What you will do
How many lines below include the word "hazy"? State that number and nothing else.

Supplied material
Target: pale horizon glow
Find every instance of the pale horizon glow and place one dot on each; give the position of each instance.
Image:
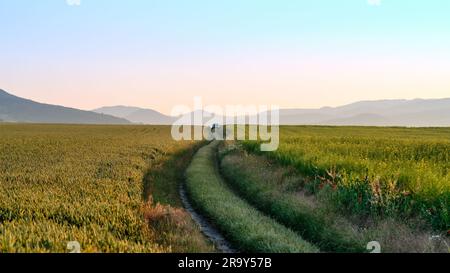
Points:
(158, 54)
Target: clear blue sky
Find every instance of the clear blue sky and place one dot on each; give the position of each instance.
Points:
(157, 53)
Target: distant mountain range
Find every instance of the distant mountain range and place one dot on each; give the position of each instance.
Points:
(16, 109)
(136, 115)
(412, 113)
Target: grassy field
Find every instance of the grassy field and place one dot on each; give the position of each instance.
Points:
(244, 226)
(98, 185)
(373, 171)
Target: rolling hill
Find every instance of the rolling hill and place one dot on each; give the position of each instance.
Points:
(16, 109)
(137, 115)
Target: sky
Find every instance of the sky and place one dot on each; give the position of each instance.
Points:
(162, 53)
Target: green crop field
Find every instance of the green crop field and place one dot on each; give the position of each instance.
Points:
(117, 189)
(374, 171)
(62, 183)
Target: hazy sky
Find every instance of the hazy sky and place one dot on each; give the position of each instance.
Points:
(160, 53)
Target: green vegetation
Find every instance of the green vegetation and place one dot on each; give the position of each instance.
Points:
(279, 192)
(264, 186)
(92, 184)
(241, 224)
(373, 171)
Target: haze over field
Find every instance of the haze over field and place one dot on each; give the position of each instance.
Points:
(414, 113)
(158, 54)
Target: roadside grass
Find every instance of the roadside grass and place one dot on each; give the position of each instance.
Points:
(244, 226)
(164, 211)
(279, 192)
(375, 171)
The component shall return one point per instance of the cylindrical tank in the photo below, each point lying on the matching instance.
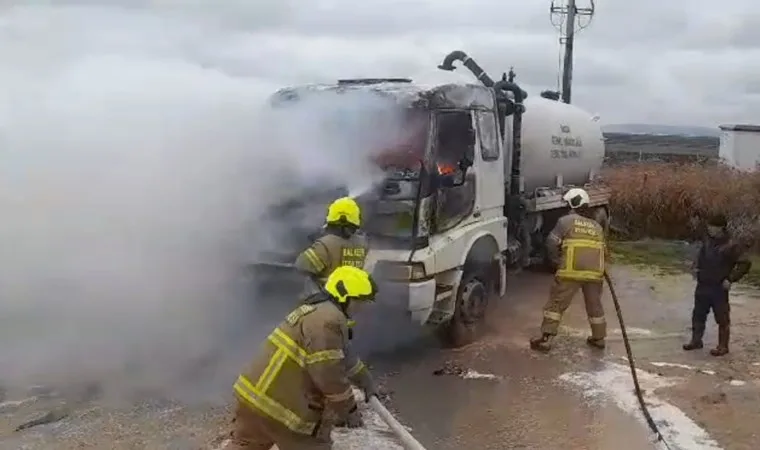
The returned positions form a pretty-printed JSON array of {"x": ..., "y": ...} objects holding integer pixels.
[{"x": 558, "y": 139}]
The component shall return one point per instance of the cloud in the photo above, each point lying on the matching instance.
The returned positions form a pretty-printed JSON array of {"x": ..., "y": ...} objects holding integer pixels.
[{"x": 629, "y": 63}]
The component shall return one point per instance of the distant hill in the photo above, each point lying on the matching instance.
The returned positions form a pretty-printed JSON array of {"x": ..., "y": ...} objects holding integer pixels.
[{"x": 635, "y": 128}]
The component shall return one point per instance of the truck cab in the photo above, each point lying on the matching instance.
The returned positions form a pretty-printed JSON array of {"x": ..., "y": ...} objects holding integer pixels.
[{"x": 452, "y": 212}]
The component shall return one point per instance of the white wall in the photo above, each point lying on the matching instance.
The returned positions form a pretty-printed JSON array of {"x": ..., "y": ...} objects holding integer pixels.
[{"x": 740, "y": 149}]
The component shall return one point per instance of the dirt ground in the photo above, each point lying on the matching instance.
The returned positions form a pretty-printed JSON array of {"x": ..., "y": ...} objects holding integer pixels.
[{"x": 498, "y": 393}]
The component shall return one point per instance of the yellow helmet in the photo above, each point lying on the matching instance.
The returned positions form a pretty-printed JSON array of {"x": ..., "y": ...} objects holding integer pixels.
[
  {"x": 344, "y": 210},
  {"x": 348, "y": 283}
]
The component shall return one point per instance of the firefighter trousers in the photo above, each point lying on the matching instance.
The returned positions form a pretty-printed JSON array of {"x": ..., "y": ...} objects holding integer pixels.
[
  {"x": 253, "y": 431},
  {"x": 560, "y": 297},
  {"x": 709, "y": 297}
]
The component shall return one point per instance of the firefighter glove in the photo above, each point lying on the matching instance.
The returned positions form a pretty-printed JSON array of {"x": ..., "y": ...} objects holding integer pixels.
[{"x": 353, "y": 420}]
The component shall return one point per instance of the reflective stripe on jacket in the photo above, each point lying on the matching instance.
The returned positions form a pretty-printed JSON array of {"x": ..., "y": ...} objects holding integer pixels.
[
  {"x": 330, "y": 252},
  {"x": 300, "y": 369},
  {"x": 581, "y": 248}
]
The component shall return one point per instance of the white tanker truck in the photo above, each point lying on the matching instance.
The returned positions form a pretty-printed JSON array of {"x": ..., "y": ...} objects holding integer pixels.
[{"x": 448, "y": 241}]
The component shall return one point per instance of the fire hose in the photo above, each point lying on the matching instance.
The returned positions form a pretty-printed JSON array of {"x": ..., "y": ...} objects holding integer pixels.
[
  {"x": 637, "y": 388},
  {"x": 407, "y": 440}
]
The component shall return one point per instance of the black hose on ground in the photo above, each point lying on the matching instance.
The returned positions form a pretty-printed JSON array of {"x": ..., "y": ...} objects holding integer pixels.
[{"x": 637, "y": 388}]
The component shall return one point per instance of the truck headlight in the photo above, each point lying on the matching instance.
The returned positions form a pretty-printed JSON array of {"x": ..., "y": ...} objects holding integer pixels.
[{"x": 397, "y": 271}]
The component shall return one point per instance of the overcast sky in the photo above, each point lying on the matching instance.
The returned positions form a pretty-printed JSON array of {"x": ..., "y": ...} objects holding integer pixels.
[{"x": 646, "y": 61}]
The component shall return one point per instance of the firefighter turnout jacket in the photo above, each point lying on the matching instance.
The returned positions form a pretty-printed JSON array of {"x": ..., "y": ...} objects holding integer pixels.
[
  {"x": 331, "y": 251},
  {"x": 577, "y": 246},
  {"x": 302, "y": 370}
]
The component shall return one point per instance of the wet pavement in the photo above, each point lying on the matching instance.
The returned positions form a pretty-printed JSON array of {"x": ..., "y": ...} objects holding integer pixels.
[{"x": 497, "y": 393}]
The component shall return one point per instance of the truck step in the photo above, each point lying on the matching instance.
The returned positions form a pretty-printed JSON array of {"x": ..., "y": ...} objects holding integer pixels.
[{"x": 443, "y": 308}]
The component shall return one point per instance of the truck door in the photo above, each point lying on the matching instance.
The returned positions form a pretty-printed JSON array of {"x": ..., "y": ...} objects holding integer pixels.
[
  {"x": 454, "y": 143},
  {"x": 490, "y": 165}
]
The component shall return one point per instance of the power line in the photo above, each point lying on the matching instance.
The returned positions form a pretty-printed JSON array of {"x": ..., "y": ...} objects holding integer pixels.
[{"x": 568, "y": 19}]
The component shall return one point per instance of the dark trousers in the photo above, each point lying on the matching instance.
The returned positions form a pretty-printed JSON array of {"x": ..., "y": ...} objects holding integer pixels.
[{"x": 706, "y": 298}]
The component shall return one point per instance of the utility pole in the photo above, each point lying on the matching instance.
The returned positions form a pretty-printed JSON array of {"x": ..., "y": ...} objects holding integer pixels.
[{"x": 567, "y": 16}]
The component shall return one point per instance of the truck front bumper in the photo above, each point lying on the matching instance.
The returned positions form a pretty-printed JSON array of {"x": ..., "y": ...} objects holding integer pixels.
[{"x": 415, "y": 298}]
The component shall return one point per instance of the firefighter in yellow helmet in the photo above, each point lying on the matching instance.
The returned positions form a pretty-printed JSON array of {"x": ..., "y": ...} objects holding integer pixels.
[
  {"x": 298, "y": 389},
  {"x": 339, "y": 245},
  {"x": 577, "y": 246}
]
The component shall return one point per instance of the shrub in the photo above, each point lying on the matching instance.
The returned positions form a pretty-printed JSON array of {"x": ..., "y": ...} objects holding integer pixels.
[{"x": 669, "y": 200}]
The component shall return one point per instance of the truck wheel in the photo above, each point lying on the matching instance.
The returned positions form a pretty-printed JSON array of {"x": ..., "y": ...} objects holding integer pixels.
[{"x": 471, "y": 304}]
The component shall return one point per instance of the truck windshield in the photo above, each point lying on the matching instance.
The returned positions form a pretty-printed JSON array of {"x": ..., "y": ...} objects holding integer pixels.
[{"x": 390, "y": 207}]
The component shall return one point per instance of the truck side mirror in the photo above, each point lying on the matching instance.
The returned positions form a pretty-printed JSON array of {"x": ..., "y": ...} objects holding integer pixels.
[{"x": 452, "y": 180}]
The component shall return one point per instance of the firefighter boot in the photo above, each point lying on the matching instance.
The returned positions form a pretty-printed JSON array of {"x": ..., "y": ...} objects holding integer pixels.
[
  {"x": 596, "y": 343},
  {"x": 724, "y": 334},
  {"x": 696, "y": 338},
  {"x": 543, "y": 343}
]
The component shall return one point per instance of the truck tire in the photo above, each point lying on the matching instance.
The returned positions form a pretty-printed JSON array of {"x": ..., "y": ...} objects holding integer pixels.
[{"x": 472, "y": 300}]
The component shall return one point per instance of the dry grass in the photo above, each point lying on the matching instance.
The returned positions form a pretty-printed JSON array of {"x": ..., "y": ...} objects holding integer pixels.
[{"x": 667, "y": 200}]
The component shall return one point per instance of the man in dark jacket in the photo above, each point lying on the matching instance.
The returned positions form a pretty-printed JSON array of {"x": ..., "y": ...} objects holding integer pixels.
[{"x": 721, "y": 261}]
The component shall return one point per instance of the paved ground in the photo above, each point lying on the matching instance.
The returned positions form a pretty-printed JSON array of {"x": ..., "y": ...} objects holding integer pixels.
[{"x": 497, "y": 394}]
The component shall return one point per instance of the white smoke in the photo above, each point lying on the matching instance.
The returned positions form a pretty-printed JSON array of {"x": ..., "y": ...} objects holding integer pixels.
[{"x": 133, "y": 167}]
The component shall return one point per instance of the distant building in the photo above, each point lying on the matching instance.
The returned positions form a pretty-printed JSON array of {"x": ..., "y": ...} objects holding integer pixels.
[{"x": 740, "y": 146}]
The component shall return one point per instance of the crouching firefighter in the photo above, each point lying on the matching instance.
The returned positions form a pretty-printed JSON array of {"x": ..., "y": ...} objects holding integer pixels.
[
  {"x": 339, "y": 245},
  {"x": 719, "y": 263},
  {"x": 298, "y": 389},
  {"x": 577, "y": 247}
]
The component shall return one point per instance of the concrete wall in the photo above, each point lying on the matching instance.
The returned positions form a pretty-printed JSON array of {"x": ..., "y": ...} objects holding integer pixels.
[{"x": 740, "y": 149}]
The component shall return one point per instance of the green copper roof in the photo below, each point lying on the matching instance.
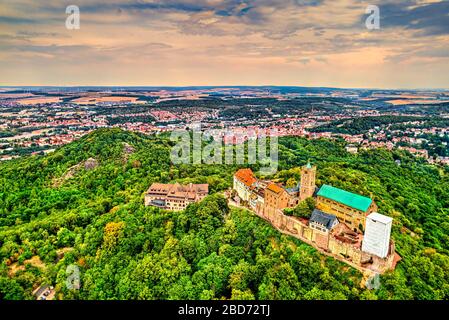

Exercise output
2